Exercise description:
Reproduce each of the following lines verbatim, without any alteration.

════════

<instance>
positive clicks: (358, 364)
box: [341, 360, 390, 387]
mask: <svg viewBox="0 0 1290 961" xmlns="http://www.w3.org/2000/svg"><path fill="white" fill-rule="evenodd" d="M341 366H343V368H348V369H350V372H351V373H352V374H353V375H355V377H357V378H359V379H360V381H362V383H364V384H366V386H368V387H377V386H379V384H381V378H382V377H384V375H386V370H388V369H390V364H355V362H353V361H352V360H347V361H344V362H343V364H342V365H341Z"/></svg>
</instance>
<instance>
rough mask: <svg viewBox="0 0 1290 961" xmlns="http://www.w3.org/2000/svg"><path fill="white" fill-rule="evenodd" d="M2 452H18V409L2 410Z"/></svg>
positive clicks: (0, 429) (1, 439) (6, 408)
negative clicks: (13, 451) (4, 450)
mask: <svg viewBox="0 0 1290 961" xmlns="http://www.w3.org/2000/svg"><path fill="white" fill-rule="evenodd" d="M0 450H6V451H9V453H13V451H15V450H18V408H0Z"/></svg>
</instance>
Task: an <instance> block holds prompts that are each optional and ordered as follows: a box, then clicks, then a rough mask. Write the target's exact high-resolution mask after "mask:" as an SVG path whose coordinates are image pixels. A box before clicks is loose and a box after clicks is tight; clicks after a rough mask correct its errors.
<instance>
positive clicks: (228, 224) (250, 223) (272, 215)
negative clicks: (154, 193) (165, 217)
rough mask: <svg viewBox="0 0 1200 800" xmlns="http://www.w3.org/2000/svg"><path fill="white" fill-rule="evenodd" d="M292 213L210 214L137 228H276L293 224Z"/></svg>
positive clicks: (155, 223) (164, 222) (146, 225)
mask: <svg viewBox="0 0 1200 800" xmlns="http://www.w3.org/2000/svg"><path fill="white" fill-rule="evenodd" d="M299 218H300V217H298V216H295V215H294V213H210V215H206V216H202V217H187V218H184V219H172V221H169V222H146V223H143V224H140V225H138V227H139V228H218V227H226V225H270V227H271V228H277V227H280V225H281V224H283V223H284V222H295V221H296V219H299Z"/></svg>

════════

Finished task:
<instance>
positive clicks: (358, 364)
box: [341, 360, 390, 387]
mask: <svg viewBox="0 0 1290 961" xmlns="http://www.w3.org/2000/svg"><path fill="white" fill-rule="evenodd" d="M341 366H343V368H348V369H350V372H351V373H352V374H353V375H355V377H357V378H359V379H360V381H362V383H364V384H366V386H368V387H377V386H379V384H381V378H382V377H384V375H386V370H388V369H390V364H355V362H353V361H352V360H347V361H344V362H343V364H342V365H341Z"/></svg>
</instance>
<instance>
rough mask: <svg viewBox="0 0 1290 961" xmlns="http://www.w3.org/2000/svg"><path fill="white" fill-rule="evenodd" d="M2 452H18V409L2 410Z"/></svg>
positive clicks: (0, 429) (1, 439) (6, 408)
negative clicks: (13, 451) (4, 450)
mask: <svg viewBox="0 0 1290 961" xmlns="http://www.w3.org/2000/svg"><path fill="white" fill-rule="evenodd" d="M0 450H6V451H9V453H13V451H15V450H18V408H0Z"/></svg>
</instance>
Task: an <instance> block holds prompts that are each optional and ordered as follows: a box, then clicks, then a rough mask. Write the target's exact high-resolution mask after "mask:" as an SVG path whose coordinates are image pixels. A box before clicks is loose and a box after clicks is tight; clicks after a rough mask correct its errors.
<instance>
positive clicks: (228, 224) (250, 223) (272, 215)
negative clicks: (154, 193) (165, 217)
rough mask: <svg viewBox="0 0 1200 800" xmlns="http://www.w3.org/2000/svg"><path fill="white" fill-rule="evenodd" d="M292 213L210 214L137 228H276L293 224Z"/></svg>
positive clicks: (155, 223) (164, 222) (146, 225)
mask: <svg viewBox="0 0 1200 800" xmlns="http://www.w3.org/2000/svg"><path fill="white" fill-rule="evenodd" d="M299 218H300V217H298V216H295V215H294V213H210V215H206V216H202V217H187V218H184V219H172V221H169V222H146V223H143V224H140V225H138V227H139V228H218V227H226V225H270V227H271V228H277V227H280V225H281V224H283V223H284V222H295V221H296V219H299Z"/></svg>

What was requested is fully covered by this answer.